Retype, without alteration, each line from the line containing "Where can the side air" to the final line of the records.

Dataset records -
╔══

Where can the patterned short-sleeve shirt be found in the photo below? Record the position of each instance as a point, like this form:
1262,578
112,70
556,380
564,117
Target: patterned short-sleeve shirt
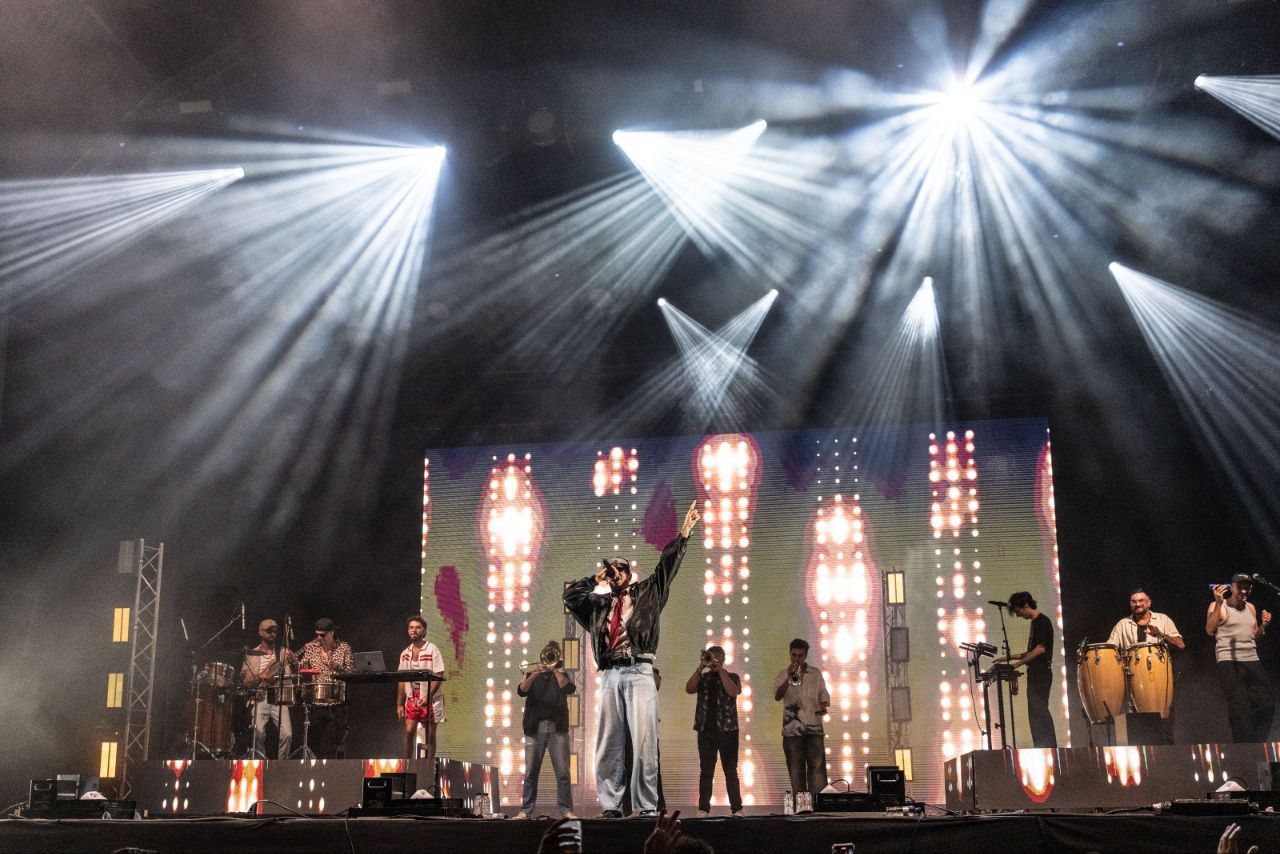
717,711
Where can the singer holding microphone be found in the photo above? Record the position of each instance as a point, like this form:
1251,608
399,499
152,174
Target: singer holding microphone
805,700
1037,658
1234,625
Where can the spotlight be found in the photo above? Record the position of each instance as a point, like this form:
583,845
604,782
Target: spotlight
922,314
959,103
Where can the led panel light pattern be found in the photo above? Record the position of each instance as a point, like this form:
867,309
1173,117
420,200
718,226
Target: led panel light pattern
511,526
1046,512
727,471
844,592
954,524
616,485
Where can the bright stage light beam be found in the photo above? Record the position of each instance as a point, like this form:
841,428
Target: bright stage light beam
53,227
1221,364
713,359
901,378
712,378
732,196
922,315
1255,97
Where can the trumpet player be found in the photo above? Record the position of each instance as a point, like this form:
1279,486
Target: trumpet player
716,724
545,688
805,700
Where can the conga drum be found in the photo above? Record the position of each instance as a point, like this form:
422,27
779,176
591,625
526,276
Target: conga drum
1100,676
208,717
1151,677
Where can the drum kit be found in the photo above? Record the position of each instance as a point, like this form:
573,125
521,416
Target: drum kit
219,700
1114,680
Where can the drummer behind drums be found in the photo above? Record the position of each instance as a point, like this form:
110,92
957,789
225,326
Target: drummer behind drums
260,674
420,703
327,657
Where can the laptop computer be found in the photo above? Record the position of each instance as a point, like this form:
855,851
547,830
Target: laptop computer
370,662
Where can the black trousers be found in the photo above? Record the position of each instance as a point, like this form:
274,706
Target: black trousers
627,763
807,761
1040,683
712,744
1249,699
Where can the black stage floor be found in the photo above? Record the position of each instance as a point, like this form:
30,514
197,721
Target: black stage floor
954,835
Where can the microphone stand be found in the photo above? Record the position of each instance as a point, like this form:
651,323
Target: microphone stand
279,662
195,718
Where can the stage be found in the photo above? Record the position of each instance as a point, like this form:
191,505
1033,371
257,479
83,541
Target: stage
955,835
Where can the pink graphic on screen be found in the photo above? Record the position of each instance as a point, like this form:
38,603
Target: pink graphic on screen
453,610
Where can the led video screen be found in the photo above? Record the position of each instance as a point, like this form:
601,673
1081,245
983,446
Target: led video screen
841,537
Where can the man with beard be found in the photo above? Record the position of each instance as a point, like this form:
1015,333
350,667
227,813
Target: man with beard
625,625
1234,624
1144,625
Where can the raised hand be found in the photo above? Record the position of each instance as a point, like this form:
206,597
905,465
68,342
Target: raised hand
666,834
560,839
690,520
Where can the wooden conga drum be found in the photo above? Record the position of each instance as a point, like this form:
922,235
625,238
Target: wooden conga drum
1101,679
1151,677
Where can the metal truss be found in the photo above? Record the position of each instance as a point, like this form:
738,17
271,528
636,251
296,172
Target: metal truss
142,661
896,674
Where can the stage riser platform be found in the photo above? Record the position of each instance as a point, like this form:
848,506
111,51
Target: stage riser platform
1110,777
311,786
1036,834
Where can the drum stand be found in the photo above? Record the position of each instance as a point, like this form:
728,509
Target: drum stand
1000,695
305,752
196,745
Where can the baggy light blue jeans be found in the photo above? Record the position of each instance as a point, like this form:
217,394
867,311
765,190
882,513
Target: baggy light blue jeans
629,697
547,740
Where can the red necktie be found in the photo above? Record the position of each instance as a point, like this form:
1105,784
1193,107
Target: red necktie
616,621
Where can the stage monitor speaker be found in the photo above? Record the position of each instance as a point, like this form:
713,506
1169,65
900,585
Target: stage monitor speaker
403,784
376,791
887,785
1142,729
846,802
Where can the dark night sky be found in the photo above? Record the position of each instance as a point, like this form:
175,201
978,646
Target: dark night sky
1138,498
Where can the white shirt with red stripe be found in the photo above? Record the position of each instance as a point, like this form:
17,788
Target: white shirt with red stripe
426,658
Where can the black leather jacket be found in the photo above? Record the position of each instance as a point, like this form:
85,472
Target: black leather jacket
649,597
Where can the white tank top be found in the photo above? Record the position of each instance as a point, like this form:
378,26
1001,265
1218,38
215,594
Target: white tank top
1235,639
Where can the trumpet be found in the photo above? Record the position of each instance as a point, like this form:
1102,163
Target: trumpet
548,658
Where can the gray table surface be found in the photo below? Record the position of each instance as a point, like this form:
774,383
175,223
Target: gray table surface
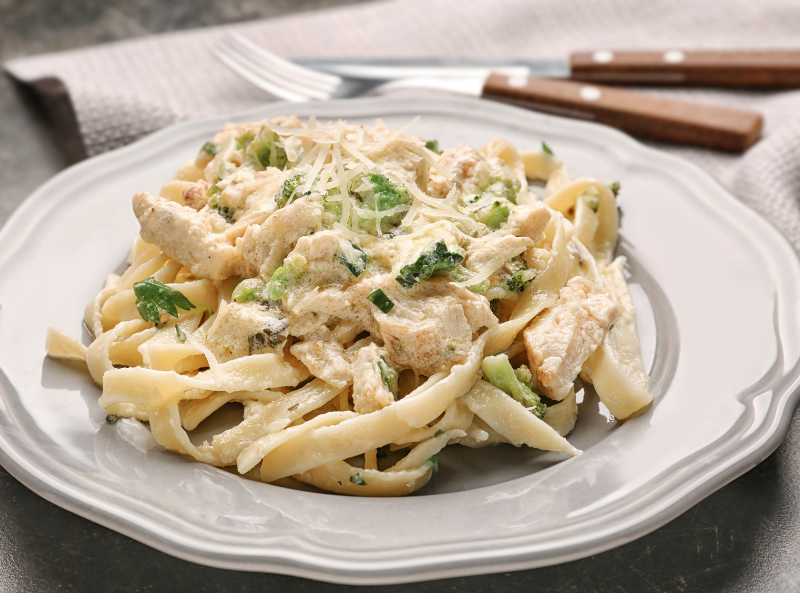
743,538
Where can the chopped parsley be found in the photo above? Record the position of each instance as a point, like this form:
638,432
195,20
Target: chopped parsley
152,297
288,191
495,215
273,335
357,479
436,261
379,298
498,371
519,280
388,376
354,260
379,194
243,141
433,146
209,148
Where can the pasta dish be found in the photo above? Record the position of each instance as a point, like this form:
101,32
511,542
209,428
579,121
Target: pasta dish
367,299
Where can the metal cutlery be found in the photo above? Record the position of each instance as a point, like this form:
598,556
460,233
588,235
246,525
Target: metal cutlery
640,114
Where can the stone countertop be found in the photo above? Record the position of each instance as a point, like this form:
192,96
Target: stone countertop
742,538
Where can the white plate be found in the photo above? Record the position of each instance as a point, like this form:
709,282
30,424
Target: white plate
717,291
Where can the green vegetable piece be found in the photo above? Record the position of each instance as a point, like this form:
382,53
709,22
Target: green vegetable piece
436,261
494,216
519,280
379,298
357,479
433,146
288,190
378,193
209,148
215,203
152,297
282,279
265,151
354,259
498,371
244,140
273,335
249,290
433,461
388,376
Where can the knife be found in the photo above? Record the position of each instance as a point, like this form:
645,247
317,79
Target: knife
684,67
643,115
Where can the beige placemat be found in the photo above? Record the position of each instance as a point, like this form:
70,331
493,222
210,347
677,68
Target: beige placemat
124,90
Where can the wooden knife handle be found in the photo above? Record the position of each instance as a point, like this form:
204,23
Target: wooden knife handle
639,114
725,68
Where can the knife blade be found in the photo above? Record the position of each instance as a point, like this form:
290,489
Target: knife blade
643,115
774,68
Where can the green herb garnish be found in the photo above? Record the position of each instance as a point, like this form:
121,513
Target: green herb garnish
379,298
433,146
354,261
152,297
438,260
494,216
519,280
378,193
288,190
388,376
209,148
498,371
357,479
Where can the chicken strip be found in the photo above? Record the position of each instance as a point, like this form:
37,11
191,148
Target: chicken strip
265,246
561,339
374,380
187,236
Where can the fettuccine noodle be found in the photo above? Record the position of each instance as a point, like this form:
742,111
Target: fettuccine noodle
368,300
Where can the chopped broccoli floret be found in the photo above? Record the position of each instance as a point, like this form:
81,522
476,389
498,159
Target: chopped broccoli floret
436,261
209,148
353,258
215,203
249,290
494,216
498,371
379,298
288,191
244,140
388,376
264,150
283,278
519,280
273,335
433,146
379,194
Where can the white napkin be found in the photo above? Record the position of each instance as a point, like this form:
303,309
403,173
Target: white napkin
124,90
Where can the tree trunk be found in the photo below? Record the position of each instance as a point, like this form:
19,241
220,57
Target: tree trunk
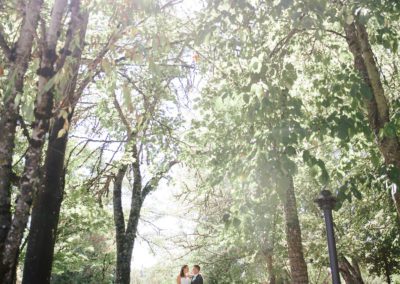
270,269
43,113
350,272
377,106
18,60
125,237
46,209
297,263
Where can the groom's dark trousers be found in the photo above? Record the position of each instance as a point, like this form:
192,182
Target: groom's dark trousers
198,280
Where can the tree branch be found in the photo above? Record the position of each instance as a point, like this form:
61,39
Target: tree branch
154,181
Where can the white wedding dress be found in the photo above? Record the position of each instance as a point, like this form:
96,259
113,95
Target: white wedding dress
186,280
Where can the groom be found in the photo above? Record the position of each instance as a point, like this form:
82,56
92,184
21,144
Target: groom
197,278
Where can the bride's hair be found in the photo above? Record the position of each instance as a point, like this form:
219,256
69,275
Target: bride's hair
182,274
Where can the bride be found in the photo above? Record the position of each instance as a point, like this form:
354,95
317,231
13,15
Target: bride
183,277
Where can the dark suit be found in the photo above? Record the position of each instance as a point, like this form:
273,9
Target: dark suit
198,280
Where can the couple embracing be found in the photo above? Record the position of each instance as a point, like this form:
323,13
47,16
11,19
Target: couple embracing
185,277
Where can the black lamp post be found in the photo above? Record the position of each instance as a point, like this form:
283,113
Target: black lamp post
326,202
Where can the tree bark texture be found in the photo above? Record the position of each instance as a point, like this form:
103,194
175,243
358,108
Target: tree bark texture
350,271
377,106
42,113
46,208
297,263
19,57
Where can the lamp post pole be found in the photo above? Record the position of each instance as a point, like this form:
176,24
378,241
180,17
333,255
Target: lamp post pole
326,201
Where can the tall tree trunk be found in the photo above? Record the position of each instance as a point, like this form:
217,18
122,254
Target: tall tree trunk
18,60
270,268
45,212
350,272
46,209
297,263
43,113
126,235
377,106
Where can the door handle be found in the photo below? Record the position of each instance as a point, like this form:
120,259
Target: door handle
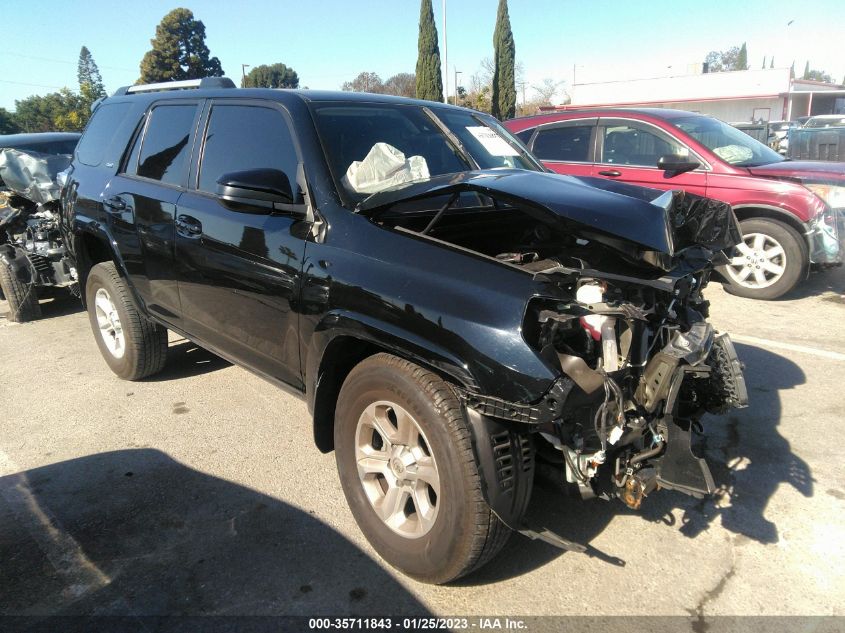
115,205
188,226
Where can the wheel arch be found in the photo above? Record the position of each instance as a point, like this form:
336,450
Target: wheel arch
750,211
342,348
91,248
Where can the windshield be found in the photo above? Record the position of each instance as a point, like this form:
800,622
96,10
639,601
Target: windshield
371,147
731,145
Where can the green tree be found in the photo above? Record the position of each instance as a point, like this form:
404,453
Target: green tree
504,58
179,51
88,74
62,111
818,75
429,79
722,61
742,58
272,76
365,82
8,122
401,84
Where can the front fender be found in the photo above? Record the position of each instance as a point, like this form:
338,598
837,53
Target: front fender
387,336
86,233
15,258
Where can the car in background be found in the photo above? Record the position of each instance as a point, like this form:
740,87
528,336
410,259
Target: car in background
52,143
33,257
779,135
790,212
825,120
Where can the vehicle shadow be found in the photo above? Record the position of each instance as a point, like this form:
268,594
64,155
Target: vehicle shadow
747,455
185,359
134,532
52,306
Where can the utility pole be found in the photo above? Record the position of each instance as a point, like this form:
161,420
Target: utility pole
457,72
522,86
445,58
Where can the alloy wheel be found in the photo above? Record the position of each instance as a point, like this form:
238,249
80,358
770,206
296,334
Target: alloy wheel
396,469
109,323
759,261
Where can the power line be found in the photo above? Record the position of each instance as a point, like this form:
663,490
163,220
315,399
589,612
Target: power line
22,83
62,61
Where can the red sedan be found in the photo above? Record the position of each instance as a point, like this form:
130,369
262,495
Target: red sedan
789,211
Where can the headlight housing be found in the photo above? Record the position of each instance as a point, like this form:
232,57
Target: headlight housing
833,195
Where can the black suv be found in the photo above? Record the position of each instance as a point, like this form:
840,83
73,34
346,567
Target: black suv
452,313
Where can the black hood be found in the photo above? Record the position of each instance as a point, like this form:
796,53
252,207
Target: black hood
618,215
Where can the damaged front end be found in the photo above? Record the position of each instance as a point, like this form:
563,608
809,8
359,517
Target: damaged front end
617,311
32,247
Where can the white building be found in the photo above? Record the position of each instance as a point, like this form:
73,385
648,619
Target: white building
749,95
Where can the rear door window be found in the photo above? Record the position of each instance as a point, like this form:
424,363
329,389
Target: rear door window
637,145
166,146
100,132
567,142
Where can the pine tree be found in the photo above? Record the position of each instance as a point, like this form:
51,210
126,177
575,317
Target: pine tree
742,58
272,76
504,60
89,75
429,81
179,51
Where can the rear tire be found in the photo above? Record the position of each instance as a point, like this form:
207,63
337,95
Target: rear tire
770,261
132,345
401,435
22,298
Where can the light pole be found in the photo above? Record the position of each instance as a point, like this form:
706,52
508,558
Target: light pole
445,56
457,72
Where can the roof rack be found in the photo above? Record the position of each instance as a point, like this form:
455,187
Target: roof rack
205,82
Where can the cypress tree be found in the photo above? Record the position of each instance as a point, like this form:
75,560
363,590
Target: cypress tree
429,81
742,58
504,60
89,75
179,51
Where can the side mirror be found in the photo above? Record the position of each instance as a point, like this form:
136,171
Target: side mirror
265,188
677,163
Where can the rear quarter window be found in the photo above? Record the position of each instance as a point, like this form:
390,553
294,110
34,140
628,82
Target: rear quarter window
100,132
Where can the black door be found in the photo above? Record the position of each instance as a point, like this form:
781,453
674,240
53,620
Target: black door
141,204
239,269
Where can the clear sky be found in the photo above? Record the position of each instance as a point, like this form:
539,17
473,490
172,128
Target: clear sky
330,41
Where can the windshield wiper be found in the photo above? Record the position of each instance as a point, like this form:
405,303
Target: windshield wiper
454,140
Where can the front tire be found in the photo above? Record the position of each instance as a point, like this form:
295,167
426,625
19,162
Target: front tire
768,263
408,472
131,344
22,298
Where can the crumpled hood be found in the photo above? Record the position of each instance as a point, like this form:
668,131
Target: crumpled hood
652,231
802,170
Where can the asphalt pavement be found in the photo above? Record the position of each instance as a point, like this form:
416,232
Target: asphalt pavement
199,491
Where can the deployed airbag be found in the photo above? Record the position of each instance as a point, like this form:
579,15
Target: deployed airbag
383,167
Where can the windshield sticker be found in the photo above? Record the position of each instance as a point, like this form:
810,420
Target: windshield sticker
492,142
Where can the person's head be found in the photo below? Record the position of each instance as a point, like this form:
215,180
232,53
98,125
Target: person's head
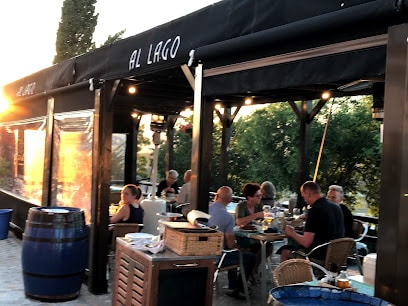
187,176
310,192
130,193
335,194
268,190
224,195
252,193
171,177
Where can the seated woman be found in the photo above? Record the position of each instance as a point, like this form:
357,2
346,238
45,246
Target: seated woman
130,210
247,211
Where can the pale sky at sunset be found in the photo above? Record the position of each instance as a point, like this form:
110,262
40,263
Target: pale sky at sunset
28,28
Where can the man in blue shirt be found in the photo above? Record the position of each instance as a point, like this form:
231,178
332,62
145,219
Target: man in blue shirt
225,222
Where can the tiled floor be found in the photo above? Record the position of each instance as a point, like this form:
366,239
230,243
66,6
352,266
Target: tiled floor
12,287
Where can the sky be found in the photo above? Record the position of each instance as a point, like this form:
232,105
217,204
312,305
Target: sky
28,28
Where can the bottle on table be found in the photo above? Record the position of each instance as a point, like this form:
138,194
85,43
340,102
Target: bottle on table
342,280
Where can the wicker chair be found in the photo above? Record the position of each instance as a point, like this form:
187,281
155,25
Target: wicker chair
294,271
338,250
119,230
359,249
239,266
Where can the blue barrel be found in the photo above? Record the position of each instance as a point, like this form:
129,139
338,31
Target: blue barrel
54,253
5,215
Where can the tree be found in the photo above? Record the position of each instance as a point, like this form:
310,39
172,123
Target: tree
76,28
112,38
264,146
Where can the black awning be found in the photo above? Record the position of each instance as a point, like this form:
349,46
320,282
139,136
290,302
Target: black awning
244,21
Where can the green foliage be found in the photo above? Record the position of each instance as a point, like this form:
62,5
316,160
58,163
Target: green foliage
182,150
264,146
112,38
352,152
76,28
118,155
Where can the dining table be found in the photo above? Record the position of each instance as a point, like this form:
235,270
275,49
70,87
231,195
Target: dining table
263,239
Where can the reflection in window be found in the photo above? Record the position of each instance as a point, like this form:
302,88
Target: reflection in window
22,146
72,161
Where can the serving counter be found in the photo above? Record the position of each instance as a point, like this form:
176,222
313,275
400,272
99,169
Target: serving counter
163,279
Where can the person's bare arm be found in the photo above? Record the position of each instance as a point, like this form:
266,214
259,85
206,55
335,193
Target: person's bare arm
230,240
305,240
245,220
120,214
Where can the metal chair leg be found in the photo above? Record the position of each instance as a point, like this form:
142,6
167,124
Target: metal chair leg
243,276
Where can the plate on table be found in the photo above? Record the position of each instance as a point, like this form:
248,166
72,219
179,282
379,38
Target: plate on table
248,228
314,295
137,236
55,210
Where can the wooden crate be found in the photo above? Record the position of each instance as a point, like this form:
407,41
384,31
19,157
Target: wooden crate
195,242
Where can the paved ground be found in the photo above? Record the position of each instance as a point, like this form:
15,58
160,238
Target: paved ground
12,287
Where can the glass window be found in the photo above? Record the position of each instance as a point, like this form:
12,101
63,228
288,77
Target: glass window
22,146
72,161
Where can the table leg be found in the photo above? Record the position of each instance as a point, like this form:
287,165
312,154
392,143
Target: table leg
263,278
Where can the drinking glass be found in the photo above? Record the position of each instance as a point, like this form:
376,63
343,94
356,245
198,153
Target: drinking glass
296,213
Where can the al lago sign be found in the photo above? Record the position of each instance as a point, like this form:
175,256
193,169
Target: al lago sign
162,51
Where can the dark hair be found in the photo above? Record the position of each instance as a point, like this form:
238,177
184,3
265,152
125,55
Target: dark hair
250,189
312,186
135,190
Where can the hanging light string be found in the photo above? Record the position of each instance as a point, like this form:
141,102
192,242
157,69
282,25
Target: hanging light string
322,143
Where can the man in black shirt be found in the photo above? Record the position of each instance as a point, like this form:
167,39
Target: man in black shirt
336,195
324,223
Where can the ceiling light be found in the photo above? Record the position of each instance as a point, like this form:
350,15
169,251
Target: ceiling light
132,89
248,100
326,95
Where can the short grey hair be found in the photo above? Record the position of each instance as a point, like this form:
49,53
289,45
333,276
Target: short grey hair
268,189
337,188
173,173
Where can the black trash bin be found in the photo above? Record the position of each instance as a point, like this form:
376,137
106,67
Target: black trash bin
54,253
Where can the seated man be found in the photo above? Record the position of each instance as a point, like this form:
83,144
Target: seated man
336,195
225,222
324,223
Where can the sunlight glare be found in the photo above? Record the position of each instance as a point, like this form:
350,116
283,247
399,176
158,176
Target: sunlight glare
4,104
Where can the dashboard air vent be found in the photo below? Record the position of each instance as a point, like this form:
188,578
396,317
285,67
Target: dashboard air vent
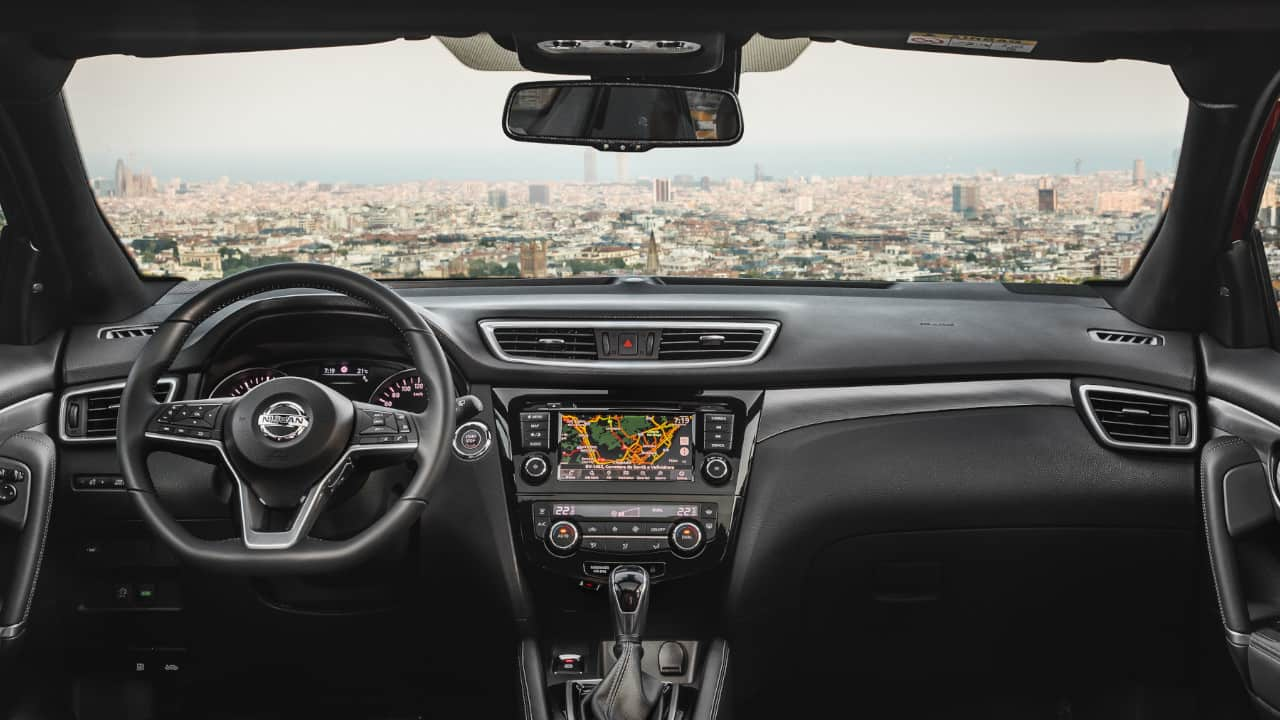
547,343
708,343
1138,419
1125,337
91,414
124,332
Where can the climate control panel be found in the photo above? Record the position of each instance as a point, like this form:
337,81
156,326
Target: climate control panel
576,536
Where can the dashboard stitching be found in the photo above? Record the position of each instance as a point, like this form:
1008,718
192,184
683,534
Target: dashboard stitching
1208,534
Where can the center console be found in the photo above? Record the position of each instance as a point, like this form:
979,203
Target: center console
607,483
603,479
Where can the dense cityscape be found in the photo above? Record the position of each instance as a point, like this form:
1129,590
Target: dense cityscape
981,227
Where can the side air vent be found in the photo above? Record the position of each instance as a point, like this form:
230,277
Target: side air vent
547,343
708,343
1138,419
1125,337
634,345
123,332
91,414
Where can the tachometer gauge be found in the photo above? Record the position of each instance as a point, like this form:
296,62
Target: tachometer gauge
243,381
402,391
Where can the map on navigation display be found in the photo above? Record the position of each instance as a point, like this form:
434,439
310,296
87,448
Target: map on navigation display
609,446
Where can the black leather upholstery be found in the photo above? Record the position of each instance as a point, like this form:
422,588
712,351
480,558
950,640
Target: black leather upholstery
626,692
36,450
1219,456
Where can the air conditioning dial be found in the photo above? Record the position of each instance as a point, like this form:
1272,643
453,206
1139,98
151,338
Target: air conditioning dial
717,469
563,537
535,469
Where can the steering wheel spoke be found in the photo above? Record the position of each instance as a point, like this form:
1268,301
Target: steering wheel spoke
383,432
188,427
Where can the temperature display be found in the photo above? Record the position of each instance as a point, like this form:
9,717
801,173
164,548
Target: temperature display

╚══

Complete answer -
Where can the side air vent be found in the photo above? Record the position of each instance as a point, like this form:
230,277
Target: side air vent
547,343
708,343
1138,419
1125,337
634,345
123,332
91,414
Where can the tachometer gauge be found in the photo above? Record the position of each instance as a point, like this form:
296,62
Target: tachometer gauge
243,381
402,391
Where can the map on navigation display be found in the photo above? Record the position of each instance as a point, like this form:
434,439
310,296
87,448
Target: map on navigation display
609,446
Where can the black leather upholstery be found in the photo above? Record the position of each instance as a point, like this form:
422,588
712,351
480,558
950,640
Target: black leather upholstery
626,692
36,450
1219,456
Where can the air conditioning dial be found in the photo above? Record the position of each instance as a point, like this form:
1272,643
453,206
1139,98
151,338
Target: air conditioning dial
717,469
563,537
535,469
Where can the steering wheel spoke be found in the photo above? Record the position of each instance as a point, like this form:
1268,301
Target: steering wheel spoke
383,432
188,427
Where can the temperature display be found in the photo above? Record the position of each instance as a point, like this form:
9,717
801,173
164,548
Target: temperature display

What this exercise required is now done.